> _PROBLEMS TO WORK ON_
(a) In the passage on India's monsoons, can you swap "floods" for "floodwaters" and write out everything from "The winds can" down to "diseases, as well."?
(b) Can you carry the passage on India's monsoons further, picking up after its final sentence?

The winds can knock down trees and even do some damage to people’s houses or buildings – windows may be broken and trees may fall on houses. The floods also cause people serious problems. People may be walking down the street, wading through waist-deep water. The floods from the extreme rain can spread bacteria as well. The dirty water that hundreds of other people have been wading through can be a good breeding ground for harmful bacteria and it helps spread deadly diseases. Mosquitoes breed in water, so there might be an over-population of mosquitoes that can carry diseases, as well.
Despite the dangers that monsoons bring, they can still provide clean drinking water. With all of the benefits that they bring to India, they still have disadvantages – but the monsoon is actually looked forward to in Indian communities. All the good that the monsoons do for them has caused the people of India to create holidays, festivals and other celebrations to welcome the monsoon season. Some of the celebrations that the people of India have are called Teej and Adiperukku. Teej celebrates the onset of the monsoon season, and all of the good that it brings to the people of India.

> _RECORDS PROVIDED_
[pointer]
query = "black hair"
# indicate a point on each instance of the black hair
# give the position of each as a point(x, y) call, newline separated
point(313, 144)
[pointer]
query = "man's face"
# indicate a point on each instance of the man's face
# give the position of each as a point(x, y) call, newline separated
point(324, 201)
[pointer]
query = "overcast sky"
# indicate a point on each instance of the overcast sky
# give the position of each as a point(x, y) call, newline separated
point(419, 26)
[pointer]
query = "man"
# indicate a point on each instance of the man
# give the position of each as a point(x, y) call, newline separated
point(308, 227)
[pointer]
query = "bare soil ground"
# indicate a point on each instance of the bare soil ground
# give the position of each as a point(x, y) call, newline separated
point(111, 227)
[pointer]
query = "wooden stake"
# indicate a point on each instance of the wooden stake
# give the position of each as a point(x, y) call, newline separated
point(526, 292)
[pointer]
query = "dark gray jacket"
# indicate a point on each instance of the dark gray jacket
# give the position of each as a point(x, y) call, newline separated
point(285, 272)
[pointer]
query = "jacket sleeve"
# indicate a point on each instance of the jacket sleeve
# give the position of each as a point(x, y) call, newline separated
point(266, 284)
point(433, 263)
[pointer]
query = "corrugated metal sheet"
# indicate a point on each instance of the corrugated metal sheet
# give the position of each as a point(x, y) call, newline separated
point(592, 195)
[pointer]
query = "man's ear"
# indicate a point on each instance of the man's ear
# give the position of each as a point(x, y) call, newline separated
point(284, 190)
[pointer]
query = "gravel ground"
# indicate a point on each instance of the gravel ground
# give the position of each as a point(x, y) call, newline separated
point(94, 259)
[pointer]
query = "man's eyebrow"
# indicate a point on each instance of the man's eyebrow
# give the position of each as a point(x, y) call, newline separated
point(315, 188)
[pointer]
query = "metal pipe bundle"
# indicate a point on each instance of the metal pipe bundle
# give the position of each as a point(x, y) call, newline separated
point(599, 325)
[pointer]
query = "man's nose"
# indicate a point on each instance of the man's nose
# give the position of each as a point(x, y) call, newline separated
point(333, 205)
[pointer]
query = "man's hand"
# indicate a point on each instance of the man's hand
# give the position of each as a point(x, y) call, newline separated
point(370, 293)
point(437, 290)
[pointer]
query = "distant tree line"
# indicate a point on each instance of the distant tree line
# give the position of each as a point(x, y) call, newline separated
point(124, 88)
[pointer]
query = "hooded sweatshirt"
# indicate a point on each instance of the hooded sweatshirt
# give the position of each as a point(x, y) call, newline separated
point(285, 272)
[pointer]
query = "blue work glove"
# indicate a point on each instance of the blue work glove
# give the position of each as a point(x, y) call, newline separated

> _RESULTS BY TASK_
(a)
The winds can knock down trees and even do some damage to people’s houses or buildings – windows may be broken and trees may fall on houses. The floodwaters also cause people serious problems. People may be walking down the street, wading through waist-deep water. The floodwaters from the extreme rain can spread bacteria as well. The dirty water that hundreds of other people have been wading through can be a good breeding ground for harmful bacteria and it helps spread deadly diseases. Mosquitoes breed in water, so there might be an over-population of mosquitoes that can carry diseases, as well.

(b)
Adiperukku, which is a different type of celebration, is meant to celebrate the life-giving water that the monsoon season brings. Those are just two of the many festivals that the people of India celebrate to welcome in the sacred monsoon season. The seasonal changes in weather are so important to the people of India, the agriculture and the animals, that their lives depend on monsoons. Although monsoons are generally the most severe in India, there are still many other places in the world that experience the pouring rain and the damaging winds of monsoons – mostly countries in southern Asia, like India.